2007-06-30 03:26:46

by Tom Zanussi

[permalink] [raw]
Subject: [RFC PATCH 1/3] Generic Trace Setup and Control (GTSC) Documentation

This is the documentation for the Generic Trace Setup and Control
patchset, first submitted a couple of weeks ago. See

http://marc.info/?l=linux-kernel&m=118214274912586&w=2

for a more detailed description.

I've updated this patch to incorporate the suggestions made by Alexey
Dobriyan in that thread.

Signed-off-by: Tom Zanussi <[email protected]>
Signed-off-by: David Wilder <[email protected]>
---
gtsc.txt | 247 +++++++++++++++++++++++++++++++++++++++++++++++++++++++++++++++
1 file changed, 247 insertions(+)

diff --git a/Documentation/gtsc.txt b/Documentation/gtsc.txt
new file mode 100644
index 0000000..470d1fc
--- /dev/null
+++ b/Documentation/gtsc.txt
@@ -0,0 +1,247 @@
+Generic Trace Setup and Control (GTSC)
+==================================
+In the kernel, GTSC provides a simple API for starting and managing
+data channels to user space. GTSC builds on the relay interface. For a
+complete description of the relay interface, please see:
+Documentation/filesystems/relay.txt.
+
+GTSC provides one layer in a complete tracing application. The idea of
+the GTSC is to provide a kernel API for the setup and control of tracing
+channels. User of GTSC must provide a data layer responsible for formatting
+and writing data into the trace channels.
+
+A layered approach to tracing
+=============================
+A complete kernel tracing application consists of a data provider and a data
+consumer. Both provider and consumer contain three layers; each layer works
+in tandem with the corresponding layer in the opposite side. The layers are
+represented in the following diagram.
+
+Provider Data layer
+ Formats raw trace data and provides data-related service.
+ For example, adding timestamps used by consumer to sort data.
+
+Provider Control layer
+ Provided by GTSC. Creates trace channels and informs the data layer
+ and consumer of the current state of the trace channels.
+
+Provider Buffering layer
+ Provided by relay. This layer buffers data in the
+ kernel for consumption by the consumer's buffer
+ layer.
+
+Provider (in-kernel facility)
+-----------------------------------------------------------------------------
+Consumer (user application)
+
+
+Consumer Buffer layer
+ Reads/consumes data from the provider's data buffers.
+
+Consumer Control layer
+ Communicates to the provider's control layer to control the state
+ of the trace channels.
+
+Consumer Data layer
+ Sorts and formats data as provided by the provider's data layer.
+
+The provider is coded as a kernel facility. The consumer is coded as
+a user application.
+
+
+GTSC - Features
+==============
+The GTSC exploits services and features provided by relay. These features are:
+- The creation and destruction of relay channels.
+- Buffer management. Overwrite or non-overwrite modes can be selected
+ as well as global or per-CPU buffering.

Given entries

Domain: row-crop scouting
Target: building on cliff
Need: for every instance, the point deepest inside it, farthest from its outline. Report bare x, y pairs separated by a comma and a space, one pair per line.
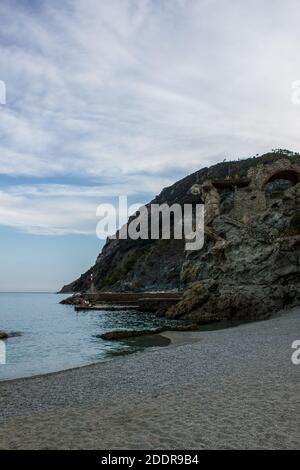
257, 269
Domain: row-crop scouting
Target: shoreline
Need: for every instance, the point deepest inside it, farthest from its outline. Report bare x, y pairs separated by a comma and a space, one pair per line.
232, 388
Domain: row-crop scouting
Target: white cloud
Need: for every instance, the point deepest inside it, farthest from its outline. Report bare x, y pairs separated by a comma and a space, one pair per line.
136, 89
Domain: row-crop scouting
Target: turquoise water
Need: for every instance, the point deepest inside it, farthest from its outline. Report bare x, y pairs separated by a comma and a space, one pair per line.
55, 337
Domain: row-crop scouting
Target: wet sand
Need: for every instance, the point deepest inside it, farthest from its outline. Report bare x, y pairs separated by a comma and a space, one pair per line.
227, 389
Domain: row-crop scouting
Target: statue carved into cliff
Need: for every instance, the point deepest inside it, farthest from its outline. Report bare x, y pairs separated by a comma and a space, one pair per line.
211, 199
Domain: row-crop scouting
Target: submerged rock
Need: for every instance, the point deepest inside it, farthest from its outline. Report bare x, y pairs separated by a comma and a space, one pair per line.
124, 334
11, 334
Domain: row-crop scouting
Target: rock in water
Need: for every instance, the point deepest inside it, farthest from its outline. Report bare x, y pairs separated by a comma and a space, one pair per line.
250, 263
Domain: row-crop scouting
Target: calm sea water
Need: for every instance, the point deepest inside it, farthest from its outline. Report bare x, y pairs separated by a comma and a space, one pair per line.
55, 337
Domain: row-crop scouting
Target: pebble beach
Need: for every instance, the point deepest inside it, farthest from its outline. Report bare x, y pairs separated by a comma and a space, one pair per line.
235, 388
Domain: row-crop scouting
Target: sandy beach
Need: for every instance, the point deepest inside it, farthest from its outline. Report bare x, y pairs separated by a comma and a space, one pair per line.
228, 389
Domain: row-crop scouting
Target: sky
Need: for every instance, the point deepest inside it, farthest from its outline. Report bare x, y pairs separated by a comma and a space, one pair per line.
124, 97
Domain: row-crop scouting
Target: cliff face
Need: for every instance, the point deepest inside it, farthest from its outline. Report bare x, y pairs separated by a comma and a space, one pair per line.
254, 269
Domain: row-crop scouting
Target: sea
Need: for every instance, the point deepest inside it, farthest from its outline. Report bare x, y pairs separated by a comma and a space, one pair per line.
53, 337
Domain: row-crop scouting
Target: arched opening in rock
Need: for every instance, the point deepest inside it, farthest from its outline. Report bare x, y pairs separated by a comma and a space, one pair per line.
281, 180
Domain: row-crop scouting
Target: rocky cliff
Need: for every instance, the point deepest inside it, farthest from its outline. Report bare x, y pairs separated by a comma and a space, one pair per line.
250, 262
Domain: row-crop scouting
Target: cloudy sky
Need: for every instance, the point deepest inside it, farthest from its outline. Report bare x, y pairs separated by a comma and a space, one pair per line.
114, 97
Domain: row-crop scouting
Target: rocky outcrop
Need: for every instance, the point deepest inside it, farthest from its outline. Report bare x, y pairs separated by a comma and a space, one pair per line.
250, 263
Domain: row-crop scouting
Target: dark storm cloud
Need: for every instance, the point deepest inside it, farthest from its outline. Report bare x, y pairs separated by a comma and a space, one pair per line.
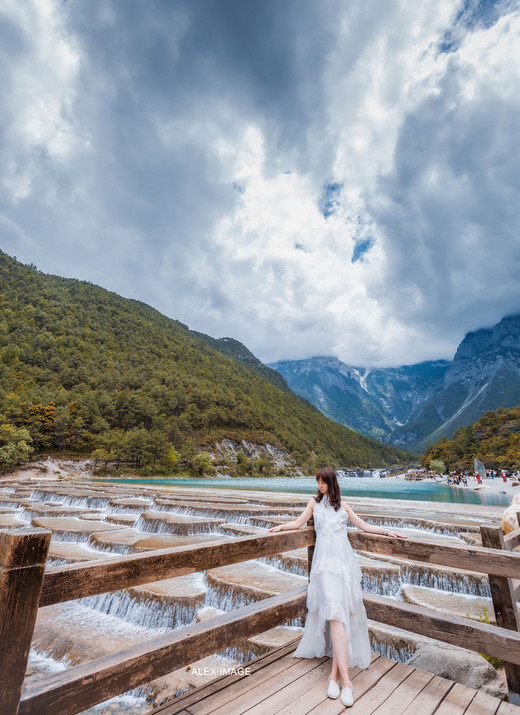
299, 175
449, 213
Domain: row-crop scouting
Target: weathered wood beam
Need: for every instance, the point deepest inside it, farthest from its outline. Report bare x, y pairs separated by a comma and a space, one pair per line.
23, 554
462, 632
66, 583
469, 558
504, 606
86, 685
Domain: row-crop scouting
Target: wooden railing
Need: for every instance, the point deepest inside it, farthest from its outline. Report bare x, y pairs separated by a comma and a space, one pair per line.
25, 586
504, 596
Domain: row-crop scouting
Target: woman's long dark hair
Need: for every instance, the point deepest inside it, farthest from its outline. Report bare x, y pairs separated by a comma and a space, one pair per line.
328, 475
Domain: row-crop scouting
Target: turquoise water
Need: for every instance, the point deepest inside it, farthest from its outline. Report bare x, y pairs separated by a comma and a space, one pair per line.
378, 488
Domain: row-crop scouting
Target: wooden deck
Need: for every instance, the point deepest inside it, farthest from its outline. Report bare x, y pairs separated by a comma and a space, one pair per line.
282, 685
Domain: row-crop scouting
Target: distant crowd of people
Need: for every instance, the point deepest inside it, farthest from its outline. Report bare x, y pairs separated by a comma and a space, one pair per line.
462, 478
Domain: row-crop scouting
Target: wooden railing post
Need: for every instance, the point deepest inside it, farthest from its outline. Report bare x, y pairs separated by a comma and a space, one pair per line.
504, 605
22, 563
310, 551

...

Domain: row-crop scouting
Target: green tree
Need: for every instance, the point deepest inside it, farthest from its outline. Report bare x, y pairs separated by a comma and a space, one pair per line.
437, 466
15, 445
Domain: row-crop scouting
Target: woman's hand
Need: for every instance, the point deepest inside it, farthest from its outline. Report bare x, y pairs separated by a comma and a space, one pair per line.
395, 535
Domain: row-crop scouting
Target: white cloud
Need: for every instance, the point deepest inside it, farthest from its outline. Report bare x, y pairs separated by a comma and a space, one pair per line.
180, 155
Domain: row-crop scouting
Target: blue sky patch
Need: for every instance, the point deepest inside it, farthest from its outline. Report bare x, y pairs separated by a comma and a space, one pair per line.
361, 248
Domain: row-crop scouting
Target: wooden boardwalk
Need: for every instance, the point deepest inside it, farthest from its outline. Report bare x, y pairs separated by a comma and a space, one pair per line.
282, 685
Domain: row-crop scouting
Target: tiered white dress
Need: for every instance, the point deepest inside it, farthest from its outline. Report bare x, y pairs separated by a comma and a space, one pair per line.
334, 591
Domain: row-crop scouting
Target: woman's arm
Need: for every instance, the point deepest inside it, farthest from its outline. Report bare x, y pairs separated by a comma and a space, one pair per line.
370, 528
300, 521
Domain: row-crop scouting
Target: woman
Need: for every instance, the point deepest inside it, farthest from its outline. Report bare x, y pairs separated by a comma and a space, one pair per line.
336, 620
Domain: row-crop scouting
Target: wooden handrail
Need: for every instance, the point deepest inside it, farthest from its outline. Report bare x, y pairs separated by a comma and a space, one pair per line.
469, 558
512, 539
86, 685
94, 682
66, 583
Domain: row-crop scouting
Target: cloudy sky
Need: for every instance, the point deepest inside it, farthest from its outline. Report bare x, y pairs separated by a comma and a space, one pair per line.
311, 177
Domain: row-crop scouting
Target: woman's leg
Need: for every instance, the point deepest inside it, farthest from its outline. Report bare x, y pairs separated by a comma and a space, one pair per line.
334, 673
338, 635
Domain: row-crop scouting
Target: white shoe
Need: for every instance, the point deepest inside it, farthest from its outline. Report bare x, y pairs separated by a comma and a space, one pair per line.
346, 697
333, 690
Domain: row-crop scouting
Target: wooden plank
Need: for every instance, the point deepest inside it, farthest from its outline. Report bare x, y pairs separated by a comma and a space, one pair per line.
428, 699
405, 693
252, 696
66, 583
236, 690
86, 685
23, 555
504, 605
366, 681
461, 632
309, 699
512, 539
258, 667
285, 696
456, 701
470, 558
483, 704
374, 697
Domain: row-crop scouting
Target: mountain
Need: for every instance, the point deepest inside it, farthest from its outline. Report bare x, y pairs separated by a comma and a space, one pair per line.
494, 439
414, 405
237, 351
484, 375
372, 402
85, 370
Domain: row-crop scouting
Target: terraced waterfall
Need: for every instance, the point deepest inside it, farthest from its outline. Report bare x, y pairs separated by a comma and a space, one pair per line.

Tasks
(1) List every layer named in the GTSC documentation patch, on both the provider side and the consumer side.
(2) Identify each line in the listing that contains the string "woman", and copy those lines.
The listing is unrelated to the text.

Results for the exercise
(1)
Provider Data layer
Provider Control layer
Provider Buffering layer
Consumer Buffer layer
Consumer Control layer
Consumer Data layer

(2)
Target: woman's long dark hair
Target: woman's hand
Target: woman's arm
Target: woman
Target: woman's leg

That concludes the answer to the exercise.